PASSAGE TO READ |
Seven. The song is done, the secret’s told –
Thief. Killer. Evil. That’s how you accuse me,
but all these crimes are yours, humanity.

Sherry is hosting at earthweal this week, and asks us to take the voice of an animal. I decided I would take the voice of the first animal I saw. A magpie swooped up out of the hedge, so I went with that. I rather like magpies – I am a corvid fan – but they have a very bad reputations. Corvids in general seem to attract strange stories and to be seen as evil. We are very quick to pin personalities and motivations on birds and animals, when they are just minding their own business. There’s a belief that magpies have damaged songbird numbers, but in fact it’s the anthropocene effects of intensive farming, insecticide use and loss of habitat that have really damaged the songbird population.

My other project for 2021 is to work more with forms. I have a real block about sonnets, so I’m tackling the sonnet first, to try and beat it into submission. This is my first one of 2012. Bear with.

I’m also posting this on dVerse OLN, hosted by Sanaa this week.



I just feel that we should be planting something,
pressing our fingers deep into the dark earth.
What, though? I can’t think of it –
I just feel that we should be planting something –
hopes – dreams – fairy lights?
I don’t know. Memories of sunshine?
I just feel that we should be planting something,
pressing our fingers deep into the dark earth.

I’m planning to spend December playing with triolets. This is for earthweal – a triolet of hoping and waiting.

The beavers

The beavers are beavering, dammit.
They are doing their thing: gnawing,
logging, building, damming. That’s
what they do. The beavers are beavering,
changing the landscape, creating pools
and slowing flows. Suddenly there
are dragonflies and clean water,
and the sharpened pencil stumps
of trees, because the beavers
are beavering, dammit, doing
their beaver thing. Beavering.

Beavers are a native British species, absent for 400 years, but now making a comeback. Down our way, they are (ironically) living on the River Otter. I know. They’ve been their since 2008, they are breeding, and they are making a difference both on the ecology of the river, and on local flood risk. All good. You can read more about it here, if you’re interested.

This is for Sherry at earthweal, who asks us to think about how eco-systems fit together.

Trees and gratitude and trees

In Room 1, it’s spring –
cherry blossom in clouds
of pink and white.

Here, in Room 2,
it’s autumn. I lie here
looking up at the light
that shines down
through butter-coloured leaves

and I’m grateful to whoever said
“Yes, we need trees.
We need trees on the ceiling
in the scanner rooms”

DIRECTION 1 | Translate this sentence from the poetry blog post into Spanish: "Corvids in general seem to attract strange stories and to be seen as evil."
The poetry blog post and the records are unrelated material.

RECORDS FOR THIS TASK |
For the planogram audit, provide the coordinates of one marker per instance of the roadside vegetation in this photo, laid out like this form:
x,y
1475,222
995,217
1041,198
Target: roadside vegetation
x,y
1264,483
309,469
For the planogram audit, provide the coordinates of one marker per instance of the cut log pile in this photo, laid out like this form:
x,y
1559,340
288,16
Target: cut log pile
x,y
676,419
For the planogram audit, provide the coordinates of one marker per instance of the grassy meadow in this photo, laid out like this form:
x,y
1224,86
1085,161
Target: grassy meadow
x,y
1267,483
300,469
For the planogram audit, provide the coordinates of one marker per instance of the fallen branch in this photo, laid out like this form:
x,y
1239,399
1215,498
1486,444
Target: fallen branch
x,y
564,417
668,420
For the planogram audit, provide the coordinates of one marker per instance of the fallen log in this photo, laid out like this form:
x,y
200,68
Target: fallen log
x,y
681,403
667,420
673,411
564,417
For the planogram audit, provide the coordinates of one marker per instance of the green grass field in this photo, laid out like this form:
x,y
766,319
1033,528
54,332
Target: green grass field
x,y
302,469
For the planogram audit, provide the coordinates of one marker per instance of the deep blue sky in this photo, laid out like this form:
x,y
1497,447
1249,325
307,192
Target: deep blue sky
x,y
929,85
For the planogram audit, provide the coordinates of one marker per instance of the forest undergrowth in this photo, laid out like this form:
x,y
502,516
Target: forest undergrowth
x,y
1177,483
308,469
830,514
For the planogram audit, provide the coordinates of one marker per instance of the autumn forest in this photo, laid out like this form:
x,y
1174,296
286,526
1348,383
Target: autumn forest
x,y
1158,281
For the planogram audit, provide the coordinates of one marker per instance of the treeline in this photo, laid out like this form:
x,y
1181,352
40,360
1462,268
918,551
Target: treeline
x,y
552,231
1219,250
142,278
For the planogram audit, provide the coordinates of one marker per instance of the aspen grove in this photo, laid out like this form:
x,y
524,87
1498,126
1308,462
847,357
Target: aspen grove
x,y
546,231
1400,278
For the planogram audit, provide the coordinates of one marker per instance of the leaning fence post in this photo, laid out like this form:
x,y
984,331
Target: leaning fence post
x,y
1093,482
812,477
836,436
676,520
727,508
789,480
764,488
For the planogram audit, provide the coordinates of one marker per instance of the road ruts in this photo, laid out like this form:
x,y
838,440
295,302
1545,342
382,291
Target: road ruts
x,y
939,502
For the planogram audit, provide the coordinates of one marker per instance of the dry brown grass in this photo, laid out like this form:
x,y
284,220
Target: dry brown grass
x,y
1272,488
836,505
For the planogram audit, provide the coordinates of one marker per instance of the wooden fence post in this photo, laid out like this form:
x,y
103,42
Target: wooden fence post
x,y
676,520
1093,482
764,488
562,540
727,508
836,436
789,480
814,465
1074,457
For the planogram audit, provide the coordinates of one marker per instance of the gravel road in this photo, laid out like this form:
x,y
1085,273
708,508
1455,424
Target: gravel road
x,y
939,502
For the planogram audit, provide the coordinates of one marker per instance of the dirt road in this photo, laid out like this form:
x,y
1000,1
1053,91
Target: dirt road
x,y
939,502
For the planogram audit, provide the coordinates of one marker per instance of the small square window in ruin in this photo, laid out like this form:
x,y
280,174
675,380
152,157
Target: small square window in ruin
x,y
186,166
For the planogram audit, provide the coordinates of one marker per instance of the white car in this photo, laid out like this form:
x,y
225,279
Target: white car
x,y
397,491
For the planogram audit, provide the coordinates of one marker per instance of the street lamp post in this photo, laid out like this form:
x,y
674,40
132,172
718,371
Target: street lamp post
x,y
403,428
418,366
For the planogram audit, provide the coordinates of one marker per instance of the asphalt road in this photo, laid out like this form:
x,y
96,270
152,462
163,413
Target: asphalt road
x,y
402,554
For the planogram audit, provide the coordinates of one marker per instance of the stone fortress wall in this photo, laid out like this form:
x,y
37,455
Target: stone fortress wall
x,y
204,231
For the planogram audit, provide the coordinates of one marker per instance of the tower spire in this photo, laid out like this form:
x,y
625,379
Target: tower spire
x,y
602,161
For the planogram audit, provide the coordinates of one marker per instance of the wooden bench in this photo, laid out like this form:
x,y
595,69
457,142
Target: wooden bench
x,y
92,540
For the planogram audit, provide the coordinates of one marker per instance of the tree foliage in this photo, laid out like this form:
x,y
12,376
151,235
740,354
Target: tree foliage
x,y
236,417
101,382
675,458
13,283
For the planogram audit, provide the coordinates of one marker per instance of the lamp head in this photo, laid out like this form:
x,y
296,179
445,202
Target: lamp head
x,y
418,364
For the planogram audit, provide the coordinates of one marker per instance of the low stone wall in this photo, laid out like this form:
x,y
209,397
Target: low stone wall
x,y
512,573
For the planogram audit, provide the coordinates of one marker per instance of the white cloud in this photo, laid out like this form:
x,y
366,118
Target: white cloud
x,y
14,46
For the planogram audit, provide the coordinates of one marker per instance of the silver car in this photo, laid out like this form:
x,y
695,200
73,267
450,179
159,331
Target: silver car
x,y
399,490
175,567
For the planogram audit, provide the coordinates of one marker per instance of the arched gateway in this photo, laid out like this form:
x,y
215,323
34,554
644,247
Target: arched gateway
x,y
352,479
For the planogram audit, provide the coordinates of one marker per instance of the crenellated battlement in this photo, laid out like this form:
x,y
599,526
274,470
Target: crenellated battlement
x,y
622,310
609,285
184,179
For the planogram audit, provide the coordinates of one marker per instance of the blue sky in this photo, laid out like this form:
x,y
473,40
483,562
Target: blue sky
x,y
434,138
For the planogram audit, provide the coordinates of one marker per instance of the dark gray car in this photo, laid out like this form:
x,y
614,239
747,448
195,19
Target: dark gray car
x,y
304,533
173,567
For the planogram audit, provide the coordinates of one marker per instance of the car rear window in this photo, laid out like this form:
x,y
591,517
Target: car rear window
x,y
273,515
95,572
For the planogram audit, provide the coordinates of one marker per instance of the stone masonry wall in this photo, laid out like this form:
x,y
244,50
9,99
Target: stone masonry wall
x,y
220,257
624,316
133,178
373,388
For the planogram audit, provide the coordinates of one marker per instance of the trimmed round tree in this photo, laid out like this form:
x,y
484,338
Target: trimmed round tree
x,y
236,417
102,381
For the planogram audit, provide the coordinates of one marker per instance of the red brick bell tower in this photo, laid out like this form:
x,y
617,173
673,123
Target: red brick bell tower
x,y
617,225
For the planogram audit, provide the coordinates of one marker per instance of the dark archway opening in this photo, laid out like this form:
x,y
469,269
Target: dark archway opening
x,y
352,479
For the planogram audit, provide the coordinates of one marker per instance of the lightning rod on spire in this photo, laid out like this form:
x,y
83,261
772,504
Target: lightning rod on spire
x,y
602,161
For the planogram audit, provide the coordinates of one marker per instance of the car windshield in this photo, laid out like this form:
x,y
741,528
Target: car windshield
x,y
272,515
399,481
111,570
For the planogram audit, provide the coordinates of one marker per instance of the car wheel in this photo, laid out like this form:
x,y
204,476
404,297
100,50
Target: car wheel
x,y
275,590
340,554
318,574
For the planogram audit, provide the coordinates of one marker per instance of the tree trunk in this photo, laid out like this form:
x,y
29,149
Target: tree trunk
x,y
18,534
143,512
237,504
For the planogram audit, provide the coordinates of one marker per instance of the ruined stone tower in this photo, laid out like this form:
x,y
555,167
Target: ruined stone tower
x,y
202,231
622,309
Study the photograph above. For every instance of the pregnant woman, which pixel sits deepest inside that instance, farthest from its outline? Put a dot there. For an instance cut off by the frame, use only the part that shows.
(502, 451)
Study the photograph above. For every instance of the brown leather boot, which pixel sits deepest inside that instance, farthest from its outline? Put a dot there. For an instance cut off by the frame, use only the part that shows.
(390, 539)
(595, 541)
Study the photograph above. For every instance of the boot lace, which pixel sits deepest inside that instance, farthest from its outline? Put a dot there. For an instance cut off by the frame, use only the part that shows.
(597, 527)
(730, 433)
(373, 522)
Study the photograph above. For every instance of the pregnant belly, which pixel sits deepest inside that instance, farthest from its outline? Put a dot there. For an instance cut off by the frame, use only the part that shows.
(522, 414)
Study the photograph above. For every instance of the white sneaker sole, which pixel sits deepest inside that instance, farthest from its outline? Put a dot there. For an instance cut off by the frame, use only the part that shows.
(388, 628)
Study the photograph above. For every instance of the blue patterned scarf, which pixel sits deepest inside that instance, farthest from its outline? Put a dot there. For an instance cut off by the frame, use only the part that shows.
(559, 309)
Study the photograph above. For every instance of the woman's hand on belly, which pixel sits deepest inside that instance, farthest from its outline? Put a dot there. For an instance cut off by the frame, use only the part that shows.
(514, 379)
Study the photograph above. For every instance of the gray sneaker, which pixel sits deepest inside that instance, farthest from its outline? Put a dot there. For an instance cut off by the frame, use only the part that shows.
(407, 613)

DIRECTION 2 | Collect every line of the records that contains the word "foliage".

CORRECT RESULT 1 | Los córvidos en general parecen atraer historias extrañas y ser vistos como malvados.

CORRECT RESULT 2 |
For the planogram audit, provide the coordinates of one marker per instance of the tree foliage in this photo, laid out like this form:
Target: tree foliage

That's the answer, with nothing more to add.